_TASK PROMPT_.
Please return exactly the lines from the top of the data through the line that contains "<point>164,341</point>", and skip all pictures.

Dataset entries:

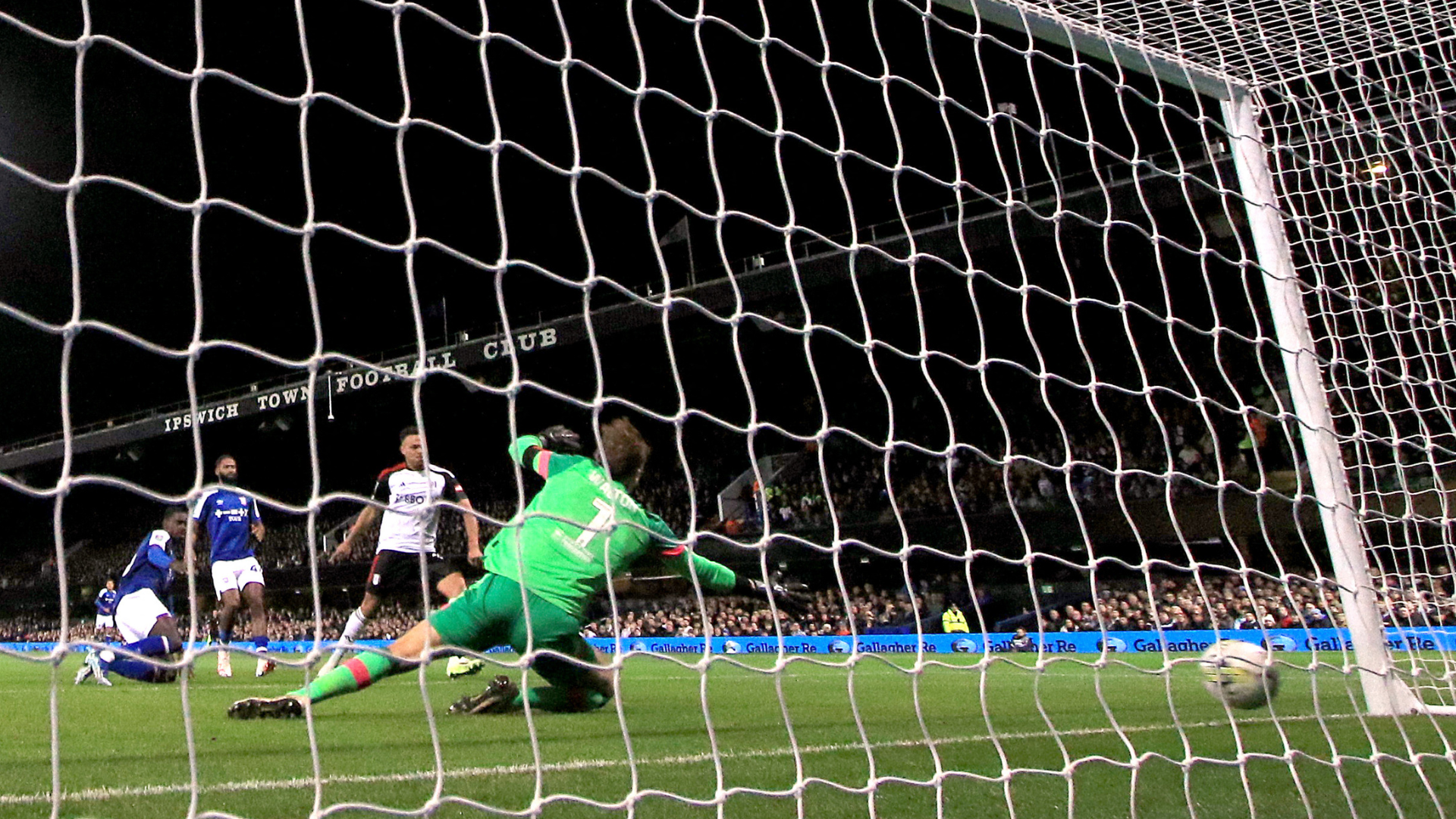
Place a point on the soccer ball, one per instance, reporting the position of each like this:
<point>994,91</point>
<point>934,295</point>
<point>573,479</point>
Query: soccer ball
<point>1239,673</point>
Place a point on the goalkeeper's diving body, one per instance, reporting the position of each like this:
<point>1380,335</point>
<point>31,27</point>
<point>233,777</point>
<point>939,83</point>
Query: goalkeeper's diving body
<point>579,531</point>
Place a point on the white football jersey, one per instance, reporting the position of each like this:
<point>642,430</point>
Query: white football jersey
<point>410,518</point>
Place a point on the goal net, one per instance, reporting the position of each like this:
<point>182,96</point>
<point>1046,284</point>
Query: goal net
<point>1047,344</point>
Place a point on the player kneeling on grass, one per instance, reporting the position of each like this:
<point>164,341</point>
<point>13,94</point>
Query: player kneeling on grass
<point>145,623</point>
<point>579,529</point>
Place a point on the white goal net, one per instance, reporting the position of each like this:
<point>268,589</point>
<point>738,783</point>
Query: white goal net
<point>1046,343</point>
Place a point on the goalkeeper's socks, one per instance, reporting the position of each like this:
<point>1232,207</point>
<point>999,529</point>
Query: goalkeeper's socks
<point>357,673</point>
<point>564,700</point>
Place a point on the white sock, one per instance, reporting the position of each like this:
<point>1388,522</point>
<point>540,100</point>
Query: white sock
<point>354,626</point>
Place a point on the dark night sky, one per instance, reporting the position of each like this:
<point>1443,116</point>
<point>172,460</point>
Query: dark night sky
<point>136,254</point>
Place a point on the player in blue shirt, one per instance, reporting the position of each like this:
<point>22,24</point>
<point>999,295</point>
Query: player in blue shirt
<point>145,623</point>
<point>107,608</point>
<point>231,521</point>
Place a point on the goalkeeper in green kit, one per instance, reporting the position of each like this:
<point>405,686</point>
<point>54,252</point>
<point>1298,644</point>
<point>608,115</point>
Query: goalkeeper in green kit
<point>582,529</point>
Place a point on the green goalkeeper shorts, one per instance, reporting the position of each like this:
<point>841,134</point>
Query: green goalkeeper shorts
<point>491,613</point>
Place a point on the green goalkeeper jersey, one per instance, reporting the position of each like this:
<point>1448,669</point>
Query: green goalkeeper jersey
<point>580,531</point>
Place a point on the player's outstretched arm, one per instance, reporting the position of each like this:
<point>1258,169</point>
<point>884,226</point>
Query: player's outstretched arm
<point>549,452</point>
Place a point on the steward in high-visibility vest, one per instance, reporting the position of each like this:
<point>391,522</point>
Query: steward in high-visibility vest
<point>952,621</point>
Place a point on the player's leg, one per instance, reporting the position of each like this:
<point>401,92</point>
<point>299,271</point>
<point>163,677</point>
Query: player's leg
<point>576,684</point>
<point>383,576</point>
<point>468,626</point>
<point>256,615</point>
<point>149,630</point>
<point>450,583</point>
<point>359,618</point>
<point>224,582</point>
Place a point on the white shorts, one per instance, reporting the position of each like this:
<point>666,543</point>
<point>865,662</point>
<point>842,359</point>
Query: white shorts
<point>234,575</point>
<point>137,613</point>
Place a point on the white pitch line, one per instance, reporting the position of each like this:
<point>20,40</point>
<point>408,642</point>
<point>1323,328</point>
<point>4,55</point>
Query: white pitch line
<point>107,793</point>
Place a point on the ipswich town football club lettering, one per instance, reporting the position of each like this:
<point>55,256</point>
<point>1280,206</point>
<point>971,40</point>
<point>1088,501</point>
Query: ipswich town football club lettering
<point>207,416</point>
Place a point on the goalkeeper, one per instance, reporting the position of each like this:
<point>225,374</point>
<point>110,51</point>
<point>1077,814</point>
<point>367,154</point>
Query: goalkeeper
<point>579,531</point>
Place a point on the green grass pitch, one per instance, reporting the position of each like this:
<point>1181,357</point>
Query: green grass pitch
<point>1100,742</point>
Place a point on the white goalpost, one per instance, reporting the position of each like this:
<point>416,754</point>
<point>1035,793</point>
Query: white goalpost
<point>1049,343</point>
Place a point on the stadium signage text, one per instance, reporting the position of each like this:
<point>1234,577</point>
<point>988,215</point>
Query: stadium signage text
<point>201,417</point>
<point>1076,643</point>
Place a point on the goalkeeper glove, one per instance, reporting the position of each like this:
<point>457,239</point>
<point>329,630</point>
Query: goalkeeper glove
<point>792,598</point>
<point>560,439</point>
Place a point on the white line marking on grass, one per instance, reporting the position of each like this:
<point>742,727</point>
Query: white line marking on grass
<point>107,793</point>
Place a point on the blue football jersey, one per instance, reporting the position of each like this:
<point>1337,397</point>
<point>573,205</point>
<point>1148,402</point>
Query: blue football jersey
<point>229,516</point>
<point>150,567</point>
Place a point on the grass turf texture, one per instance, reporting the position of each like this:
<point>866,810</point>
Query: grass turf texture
<point>124,749</point>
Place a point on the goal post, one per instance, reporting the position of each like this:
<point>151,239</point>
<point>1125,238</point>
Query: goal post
<point>1383,691</point>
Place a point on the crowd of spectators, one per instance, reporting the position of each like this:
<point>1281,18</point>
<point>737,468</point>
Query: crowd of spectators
<point>1223,601</point>
<point>1216,601</point>
<point>996,482</point>
<point>870,608</point>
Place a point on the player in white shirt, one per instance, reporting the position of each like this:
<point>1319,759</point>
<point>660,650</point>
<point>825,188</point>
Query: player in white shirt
<point>410,494</point>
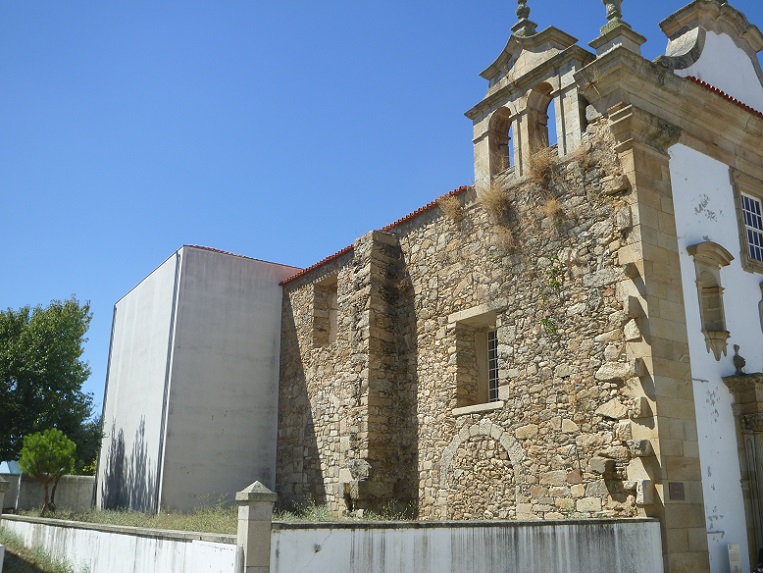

_WRITTEN SOLUTION_.
Place a point on the soccer ball, one per instance, reporting the position of each like this:
<point>994,91</point>
<point>934,295</point>
<point>573,479</point>
Query: soccer ball
<point>1239,673</point>
Place a point on the goalkeeper's diving body, one per instance, reporting the position of each like this:
<point>1380,335</point>
<point>31,27</point>
<point>233,777</point>
<point>939,83</point>
Query: goalkeeper's diving body
<point>579,531</point>
Place a point on the white football jersey, one per instance, reporting the position of each like this:
<point>642,430</point>
Query: white football jersey
<point>410,518</point>
Place a point on the goal net, one per instance, reporting the position of each like this:
<point>182,96</point>
<point>1046,284</point>
Query: goal net
<point>1047,344</point>
Place a point on the player kneeling on grass, one per instance, reporting the position of each like this:
<point>164,341</point>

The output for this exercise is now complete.